> [Task statement] Locate each line of the data containing the string "space", treating case as significant, and copy those lines.

************

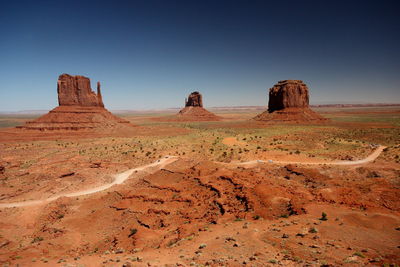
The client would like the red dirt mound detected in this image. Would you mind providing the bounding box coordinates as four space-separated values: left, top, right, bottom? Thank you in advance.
176 107 221 121
17 106 133 131
254 80 326 122
17 74 133 131
254 108 327 123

************

> [Response below]
The client would like the red dirt mound detected in this image. Would you mind providing the bounding box coordinates as four space-separated values: left, top, right, bottom? Thank you in advance.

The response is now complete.